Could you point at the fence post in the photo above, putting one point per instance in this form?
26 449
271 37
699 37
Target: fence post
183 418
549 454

__________

## THE TASK
Copy the items above without changing a single character.

## WRITTEN RESPONSE
Could you point at the fence post in the photo above, putting one point per instance in this form?
26 449
271 37
699 37
Target: fence post
183 418
549 454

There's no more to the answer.